### [Given task A]
Reproduce the passage about Banyoles word for word.

### [Extract to read]
=-=-=

Before we hit the road and head to Besalú, I want to introduce you to a peculiar little place we stopped by near Girona – Banyoles. It’s got all the pueblo essentials: a Plaza Mayor, sunny terrazas for tapas and café, cute old folks taking paseos. Check, check and check.



I suppose it’s most noteworthy for its lake, which was the rowing location for the ’92 Olympics and also for the World Rowing Championships in 2004. That’s cool.



But there’s one other thing that I think it’s famous for – rather, that I’VE decided it’s famous for: These river thingies (oh my brilliant and vast vocabulary!) lining the streets. They’re like modern-art canals that kiss the city walls and slither around its corners. I became obsessed.



Sure they might just seem like silly water canals running through the city, but they caused my imagination to run wild. Like, how often do kids fall in them? What about the elderly? And do staggering drunks ever take a tumble?


Being the curious question-asker that I am, I fired off an email to my friends (let’s pretend we’re friends) at the tourism office, and sure enough, they satisfied my curiosity.


The “river thingies” are actually called recs, and come from a medieval infrastructure (measuring 33 kilometers in length – oh snap!) originally created to water cultivated land, and eventually to generate factory mills. The artificial versions – that I suppose more or less form the basis for what we see now – were actually created by brilliant Benedictine monks from nearby Monasterio de Sant Esteve sometime after the 9th century. Neato, right?

=-=-=

### [Exercise data]

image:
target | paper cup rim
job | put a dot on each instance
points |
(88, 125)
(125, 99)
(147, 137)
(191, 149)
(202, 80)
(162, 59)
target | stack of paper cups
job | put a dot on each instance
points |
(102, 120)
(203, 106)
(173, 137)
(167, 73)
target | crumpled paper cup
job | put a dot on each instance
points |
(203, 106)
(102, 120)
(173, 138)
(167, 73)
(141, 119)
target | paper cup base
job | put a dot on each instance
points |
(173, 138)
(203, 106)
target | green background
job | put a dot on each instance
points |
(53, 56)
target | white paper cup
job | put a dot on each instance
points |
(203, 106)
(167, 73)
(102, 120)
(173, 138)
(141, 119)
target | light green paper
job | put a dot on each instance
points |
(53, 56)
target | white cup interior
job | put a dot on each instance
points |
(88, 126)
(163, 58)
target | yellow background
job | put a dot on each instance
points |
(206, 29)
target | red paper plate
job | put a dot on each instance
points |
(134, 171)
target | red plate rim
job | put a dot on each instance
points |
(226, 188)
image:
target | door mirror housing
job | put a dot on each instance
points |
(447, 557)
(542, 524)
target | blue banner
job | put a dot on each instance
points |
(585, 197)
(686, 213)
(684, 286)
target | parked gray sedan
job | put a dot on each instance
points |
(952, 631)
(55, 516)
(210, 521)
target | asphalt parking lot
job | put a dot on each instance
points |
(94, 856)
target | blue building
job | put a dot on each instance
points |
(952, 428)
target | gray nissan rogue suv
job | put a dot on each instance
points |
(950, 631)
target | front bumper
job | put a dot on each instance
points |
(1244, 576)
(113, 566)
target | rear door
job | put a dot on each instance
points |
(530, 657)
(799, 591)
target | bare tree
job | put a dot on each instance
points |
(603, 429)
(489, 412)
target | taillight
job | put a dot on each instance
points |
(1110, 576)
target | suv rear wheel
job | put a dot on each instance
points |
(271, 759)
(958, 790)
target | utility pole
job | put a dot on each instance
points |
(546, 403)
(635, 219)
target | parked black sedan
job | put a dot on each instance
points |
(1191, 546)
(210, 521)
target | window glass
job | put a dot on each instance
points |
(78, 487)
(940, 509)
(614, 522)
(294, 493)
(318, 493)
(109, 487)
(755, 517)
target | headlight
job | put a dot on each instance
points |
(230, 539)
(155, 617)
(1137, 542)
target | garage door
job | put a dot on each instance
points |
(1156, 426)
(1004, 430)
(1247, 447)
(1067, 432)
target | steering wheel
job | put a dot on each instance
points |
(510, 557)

=-=-=

### [Given task B]
Format the records from the line with "target | steering wheel" through the end of the records as a CSV with two columns named entry and result, one row per record. Put each value in a single quoted field and replace any line breaks with spaces.

### [Exercise answer A]
Before we hit the road and head to Besalú, I want to introduce you to a peculiar little place we stopped by near Girona – Banyoles. It’s got all the pueblo essentials: a Plaza Mayor, sunny terrazas for tapas and café, cute old folks taking paseos. Check, check and check.



I suppose it’s most noteworthy for its lake, which was the rowing location for the ’92 Olympics and also for the World Rowing Championships in 2004. That’s cool.



But there’s one other thing that I think it’s famous for – rather, that I’VE decided it’s famous for: These river thingies (oh my brilliant and vast vocabulary!) lining the streets. They’re like modern-art canals that kiss the city walls and slither around its corners. I became obsessed.



Sure they might just seem like silly water canals running through the city, but they caused my imagination to run wild. Like, how often do kids fall in them? What about the elderly? And do staggering drunks ever take a tumble?


Being the curious question-asker that I am, I fired off an email to my friends (let’s pretend we’re friends) at the tourism office, and sure enough, they satisfied my curiosity.


The “river thingies” are actually called recs, and come from a medieval infrastructure (measuring 33 kilometers in length – oh snap!) originally created to water cultivated land, and eventually to generate factory mills. The artificial versions – that I suppose more or less form the basis for what we see now – were actually created by brilliant Benedictine monks from nearby Monasterio de Sant Esteve sometime after the 9th century. Neato, right?

### [Exercise answer B]
entry,result
"target | steering wheel job | put a dot on each instance points |","(510, 557)"